== PROBLEMA PLANTEADO A ==
Transcribe sin cambios la parte del fragmento sobre las vías del país que empieza en "Ahí es donde" y termina en "interior del país.".
== PROBLEMA PLANTEADO B ==
Prolonga, por favor, el fragmento sobre las vías del país a partir de su última oración.

== TEXTO EXTRAÍDO ==
────

No es frecuente, pero para la época sí es una ‘locura’ equiparable a Manuelita, que cuando se instala la fábrica en el Valle del Cauca también toca traer todos los equipos desde el puerto de Buenaventura. El país sufre mucho en ese momento de las consecuencias del radicalismo liberal que no quería ninguna intervención del Estado en nada y entonces las vías quedaron en el abandono. No sé si hasta hoy no sufrimos un poco de esta herencia de malas vías que nos persigue como una maldición.
 
La competitividad, la eficiencia, la misma integración de su mercado interno implica tener buenas vías para todas partes, pero ese no era el caso y siguiendo problemático. ¿Cuánto campesino no tiene dificultad para sacar sus productos porque el transporte vale más que el producto?
 
Ahí es donde Lucas Caballero tropieza por ejemplo con que el ferrocarril de Girardot tiene un ancho de vía distinto al de la Sabana o que al cruzar la laguna de Fúquene porque no había carretera, naufragaron muchas piezas que después le hicieron falta para armar los telares traídos de Nueva York. Es el choque entre anhelos de progreso y falta de vías para llegar al interior del país.

────

[Un bloque de datos]
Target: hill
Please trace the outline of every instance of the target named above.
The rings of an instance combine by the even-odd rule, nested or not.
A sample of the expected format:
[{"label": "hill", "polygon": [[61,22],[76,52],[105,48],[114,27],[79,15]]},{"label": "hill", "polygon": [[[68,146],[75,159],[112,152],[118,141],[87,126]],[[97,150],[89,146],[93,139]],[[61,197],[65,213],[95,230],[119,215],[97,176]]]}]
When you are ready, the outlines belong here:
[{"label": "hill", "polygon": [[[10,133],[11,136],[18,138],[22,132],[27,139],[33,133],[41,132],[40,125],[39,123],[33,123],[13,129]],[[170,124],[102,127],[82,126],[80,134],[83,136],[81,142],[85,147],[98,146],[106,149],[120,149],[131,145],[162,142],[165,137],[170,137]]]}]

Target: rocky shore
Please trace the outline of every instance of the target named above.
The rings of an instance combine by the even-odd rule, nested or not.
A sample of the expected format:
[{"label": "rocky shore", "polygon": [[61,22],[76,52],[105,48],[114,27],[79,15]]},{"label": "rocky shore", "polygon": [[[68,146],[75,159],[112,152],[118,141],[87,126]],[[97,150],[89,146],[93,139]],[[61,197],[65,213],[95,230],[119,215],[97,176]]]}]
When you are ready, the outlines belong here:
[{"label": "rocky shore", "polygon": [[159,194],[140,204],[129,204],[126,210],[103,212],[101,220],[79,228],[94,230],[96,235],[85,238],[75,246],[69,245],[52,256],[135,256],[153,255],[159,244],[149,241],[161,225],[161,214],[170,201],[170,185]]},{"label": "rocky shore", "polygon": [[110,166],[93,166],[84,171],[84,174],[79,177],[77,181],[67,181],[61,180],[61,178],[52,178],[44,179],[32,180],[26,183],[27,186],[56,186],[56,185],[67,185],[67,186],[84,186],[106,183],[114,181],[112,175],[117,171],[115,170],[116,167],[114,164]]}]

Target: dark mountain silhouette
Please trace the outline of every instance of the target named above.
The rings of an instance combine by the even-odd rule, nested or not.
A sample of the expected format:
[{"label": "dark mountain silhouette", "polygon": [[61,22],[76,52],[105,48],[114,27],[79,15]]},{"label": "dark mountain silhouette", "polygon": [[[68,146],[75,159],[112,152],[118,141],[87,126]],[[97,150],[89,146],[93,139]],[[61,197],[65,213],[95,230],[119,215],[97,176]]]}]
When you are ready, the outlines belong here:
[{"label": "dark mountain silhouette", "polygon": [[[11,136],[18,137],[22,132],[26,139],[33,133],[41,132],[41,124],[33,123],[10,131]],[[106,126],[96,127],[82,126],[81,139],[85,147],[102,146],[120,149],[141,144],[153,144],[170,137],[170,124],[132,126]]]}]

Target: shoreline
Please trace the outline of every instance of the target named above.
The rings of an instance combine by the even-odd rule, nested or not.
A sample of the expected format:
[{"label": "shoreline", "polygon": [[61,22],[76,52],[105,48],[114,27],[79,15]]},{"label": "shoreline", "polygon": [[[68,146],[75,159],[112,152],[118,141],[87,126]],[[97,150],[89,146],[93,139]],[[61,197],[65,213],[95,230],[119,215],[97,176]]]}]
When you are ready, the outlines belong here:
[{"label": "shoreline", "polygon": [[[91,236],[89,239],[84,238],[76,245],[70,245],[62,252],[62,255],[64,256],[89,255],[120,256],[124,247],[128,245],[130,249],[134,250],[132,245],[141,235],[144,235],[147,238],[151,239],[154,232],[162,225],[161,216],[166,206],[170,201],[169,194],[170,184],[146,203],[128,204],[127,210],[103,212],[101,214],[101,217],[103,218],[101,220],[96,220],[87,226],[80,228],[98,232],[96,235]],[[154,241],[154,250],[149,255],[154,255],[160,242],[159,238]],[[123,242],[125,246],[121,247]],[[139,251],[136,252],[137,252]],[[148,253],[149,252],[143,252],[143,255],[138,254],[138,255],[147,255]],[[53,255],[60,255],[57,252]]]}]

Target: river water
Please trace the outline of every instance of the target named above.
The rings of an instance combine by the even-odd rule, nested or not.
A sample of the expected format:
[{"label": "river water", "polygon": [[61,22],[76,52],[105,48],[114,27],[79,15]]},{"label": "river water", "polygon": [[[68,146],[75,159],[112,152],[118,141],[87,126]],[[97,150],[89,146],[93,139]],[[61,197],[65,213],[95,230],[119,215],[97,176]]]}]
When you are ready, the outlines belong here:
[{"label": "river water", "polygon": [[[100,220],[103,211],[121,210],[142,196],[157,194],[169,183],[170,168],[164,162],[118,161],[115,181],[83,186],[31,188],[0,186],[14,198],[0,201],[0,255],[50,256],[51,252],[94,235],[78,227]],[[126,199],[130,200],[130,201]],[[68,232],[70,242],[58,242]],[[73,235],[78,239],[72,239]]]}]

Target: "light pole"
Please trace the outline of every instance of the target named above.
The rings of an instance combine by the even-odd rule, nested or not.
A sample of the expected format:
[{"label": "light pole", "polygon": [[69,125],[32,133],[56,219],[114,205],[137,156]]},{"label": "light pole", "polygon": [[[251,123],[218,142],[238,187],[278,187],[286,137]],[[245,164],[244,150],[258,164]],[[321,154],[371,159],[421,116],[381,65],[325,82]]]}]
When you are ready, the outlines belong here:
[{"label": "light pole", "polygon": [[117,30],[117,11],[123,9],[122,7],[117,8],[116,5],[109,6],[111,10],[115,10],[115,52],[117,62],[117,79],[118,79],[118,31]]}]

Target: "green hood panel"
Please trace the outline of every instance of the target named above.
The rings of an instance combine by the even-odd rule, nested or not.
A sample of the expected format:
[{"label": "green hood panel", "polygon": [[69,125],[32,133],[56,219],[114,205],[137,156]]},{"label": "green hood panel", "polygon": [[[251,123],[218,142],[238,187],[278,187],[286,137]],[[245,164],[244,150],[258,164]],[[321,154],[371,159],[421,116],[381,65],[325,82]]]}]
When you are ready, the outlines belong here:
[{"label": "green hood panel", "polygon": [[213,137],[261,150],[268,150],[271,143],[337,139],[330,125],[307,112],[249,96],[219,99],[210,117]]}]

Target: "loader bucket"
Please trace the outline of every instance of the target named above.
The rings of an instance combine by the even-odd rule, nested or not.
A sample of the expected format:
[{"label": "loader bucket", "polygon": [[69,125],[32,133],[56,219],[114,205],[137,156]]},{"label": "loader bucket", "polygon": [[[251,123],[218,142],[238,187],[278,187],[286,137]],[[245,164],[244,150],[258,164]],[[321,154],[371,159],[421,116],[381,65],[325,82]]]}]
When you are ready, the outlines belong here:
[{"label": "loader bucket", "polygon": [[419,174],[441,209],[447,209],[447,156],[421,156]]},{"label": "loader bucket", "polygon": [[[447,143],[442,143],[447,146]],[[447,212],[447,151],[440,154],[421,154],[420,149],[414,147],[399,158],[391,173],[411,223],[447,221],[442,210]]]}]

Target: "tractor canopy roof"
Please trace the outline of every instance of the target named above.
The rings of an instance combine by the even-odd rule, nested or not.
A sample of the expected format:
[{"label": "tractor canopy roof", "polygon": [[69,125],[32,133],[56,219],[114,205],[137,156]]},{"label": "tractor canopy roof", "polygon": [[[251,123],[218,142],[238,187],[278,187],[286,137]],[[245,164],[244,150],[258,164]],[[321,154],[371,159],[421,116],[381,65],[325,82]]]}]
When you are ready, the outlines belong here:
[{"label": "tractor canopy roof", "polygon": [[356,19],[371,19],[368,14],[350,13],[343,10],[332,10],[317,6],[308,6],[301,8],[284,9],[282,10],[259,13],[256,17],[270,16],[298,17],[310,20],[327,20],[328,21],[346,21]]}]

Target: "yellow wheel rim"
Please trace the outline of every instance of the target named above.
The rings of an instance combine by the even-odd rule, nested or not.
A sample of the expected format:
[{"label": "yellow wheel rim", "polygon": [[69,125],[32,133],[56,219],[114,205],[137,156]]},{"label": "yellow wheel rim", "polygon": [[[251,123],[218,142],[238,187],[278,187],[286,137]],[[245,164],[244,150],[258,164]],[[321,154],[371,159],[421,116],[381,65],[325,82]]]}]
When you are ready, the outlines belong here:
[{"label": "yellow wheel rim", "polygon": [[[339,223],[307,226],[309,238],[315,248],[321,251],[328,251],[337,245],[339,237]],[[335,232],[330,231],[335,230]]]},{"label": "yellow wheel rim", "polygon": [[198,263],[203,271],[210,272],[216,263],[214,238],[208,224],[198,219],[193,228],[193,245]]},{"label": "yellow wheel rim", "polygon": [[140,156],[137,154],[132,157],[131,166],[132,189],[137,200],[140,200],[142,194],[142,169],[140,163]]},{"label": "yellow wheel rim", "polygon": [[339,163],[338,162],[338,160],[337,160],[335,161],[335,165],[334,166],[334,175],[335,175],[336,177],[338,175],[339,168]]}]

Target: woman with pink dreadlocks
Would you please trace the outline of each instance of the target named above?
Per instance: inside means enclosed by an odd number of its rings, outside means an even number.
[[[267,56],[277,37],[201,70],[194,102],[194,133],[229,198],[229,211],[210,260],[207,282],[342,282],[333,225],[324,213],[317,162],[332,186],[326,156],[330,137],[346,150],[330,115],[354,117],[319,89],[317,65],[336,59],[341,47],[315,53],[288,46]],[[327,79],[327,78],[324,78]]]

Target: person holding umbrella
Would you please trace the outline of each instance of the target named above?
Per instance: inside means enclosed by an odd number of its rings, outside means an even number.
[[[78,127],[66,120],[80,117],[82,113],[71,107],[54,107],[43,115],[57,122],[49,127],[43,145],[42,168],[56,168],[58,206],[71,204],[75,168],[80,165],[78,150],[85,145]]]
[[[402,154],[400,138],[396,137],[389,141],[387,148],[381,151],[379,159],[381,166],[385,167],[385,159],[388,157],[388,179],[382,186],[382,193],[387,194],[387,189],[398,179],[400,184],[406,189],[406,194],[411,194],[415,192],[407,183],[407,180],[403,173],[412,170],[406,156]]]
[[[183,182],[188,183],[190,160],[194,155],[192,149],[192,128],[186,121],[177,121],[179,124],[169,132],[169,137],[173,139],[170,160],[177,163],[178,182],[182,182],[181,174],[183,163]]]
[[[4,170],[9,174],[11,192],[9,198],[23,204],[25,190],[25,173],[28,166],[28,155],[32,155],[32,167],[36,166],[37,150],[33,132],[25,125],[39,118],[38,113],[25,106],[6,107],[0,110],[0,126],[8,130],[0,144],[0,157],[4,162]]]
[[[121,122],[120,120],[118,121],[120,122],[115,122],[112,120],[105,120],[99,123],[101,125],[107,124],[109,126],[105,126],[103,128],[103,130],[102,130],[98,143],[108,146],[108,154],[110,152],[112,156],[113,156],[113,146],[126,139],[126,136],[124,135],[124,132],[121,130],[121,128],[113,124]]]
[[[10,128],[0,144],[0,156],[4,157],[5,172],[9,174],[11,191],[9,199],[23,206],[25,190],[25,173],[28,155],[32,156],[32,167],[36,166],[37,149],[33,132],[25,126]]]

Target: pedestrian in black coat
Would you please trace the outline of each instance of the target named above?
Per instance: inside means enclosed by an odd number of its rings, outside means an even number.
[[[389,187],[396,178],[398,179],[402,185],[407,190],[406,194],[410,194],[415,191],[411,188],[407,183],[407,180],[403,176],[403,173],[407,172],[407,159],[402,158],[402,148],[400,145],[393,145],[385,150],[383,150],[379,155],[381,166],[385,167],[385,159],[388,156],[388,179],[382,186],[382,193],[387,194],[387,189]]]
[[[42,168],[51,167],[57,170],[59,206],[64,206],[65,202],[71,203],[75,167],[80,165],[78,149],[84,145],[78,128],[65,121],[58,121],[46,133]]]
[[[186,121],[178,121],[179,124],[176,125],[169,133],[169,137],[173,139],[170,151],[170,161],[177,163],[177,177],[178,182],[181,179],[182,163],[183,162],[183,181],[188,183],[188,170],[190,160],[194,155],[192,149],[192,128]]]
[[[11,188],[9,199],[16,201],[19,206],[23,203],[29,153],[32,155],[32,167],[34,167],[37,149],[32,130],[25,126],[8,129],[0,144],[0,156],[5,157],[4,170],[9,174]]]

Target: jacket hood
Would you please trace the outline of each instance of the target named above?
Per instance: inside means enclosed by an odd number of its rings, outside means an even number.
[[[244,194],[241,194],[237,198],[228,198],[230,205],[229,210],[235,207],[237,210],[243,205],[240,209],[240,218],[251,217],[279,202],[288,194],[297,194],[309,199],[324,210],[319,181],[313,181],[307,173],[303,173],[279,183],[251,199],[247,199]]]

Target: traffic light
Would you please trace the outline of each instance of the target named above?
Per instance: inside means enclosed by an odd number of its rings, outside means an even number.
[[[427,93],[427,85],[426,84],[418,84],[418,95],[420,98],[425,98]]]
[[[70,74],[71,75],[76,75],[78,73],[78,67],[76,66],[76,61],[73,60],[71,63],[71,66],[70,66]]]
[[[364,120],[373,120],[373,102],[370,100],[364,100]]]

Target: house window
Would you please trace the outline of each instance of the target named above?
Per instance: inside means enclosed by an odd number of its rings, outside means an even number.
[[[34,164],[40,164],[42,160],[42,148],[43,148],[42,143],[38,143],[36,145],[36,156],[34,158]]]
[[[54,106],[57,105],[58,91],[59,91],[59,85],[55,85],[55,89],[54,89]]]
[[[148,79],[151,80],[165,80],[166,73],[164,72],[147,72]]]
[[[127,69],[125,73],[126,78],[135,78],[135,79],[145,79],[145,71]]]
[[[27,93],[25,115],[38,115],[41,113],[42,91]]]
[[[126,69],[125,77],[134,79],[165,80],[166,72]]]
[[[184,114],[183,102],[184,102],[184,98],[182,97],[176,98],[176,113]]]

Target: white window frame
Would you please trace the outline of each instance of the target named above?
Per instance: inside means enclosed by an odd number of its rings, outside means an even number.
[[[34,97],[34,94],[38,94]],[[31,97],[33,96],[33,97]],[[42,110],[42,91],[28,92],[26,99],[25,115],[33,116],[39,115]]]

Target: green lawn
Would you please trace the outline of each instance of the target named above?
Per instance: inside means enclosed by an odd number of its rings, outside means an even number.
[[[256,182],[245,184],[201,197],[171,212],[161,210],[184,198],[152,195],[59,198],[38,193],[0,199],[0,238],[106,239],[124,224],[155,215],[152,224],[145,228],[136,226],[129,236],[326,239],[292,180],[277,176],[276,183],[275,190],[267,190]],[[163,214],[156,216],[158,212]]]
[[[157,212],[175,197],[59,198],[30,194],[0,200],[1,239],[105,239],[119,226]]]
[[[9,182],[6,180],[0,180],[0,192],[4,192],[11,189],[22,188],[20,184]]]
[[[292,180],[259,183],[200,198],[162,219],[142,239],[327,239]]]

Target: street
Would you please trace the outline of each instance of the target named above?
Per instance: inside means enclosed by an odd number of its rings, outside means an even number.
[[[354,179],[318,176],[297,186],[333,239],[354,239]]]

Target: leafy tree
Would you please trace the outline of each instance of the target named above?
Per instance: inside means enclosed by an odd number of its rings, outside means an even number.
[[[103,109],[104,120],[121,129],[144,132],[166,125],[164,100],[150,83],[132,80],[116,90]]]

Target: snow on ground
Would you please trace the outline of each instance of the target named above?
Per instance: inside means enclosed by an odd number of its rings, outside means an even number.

────

== RESPUESTA ESCRITA A ==
Ahí es donde Lucas Caballero tropieza por ejemplo con que el ferrocarril de Girardot tiene un ancho de vía distinto al de la Sabana o que al cruzar la laguna de Fúquene porque no había carretera, naufragaron muchas piezas que después le hicieron falta para armar los telares traídos de Nueva York. Es el choque entre anhelos de progreso y falta de vías para llegar al interior del país.

== RESPUESTA ESCRITA B ==
El problema de las vías es vital para la integración del mercado nacional. No es que no crea que hay que tener comercio exterior y éste será mucho mejor con buenas vías, porque todos sabemos que es más costoso traer cosas de Buenaventura a Bogotá, que de Japón a Buenaventura. Pero al mismo tiempo las buenas vías son una manera efectiva de tener una Nación más armoniosa, donde por ejemplo el campesino no se sienta aislado y maltratado; y de pronto muchos de los acontecimientos de violencia que hemos tenido en Colombia tienen que ver con este marginamiento y esta sensación de no valer nada.
 
¿El país reconoce los méritos de Lucas Caballero Barrera o cayó en el saco del olvido?
 
El país tiene muy poca memoria histórica y ese me parece uno de los problemas más graves de Colombia, porque no reconoce a sus héroes y tampoco se da cuenta de sus errores para no repetirlos.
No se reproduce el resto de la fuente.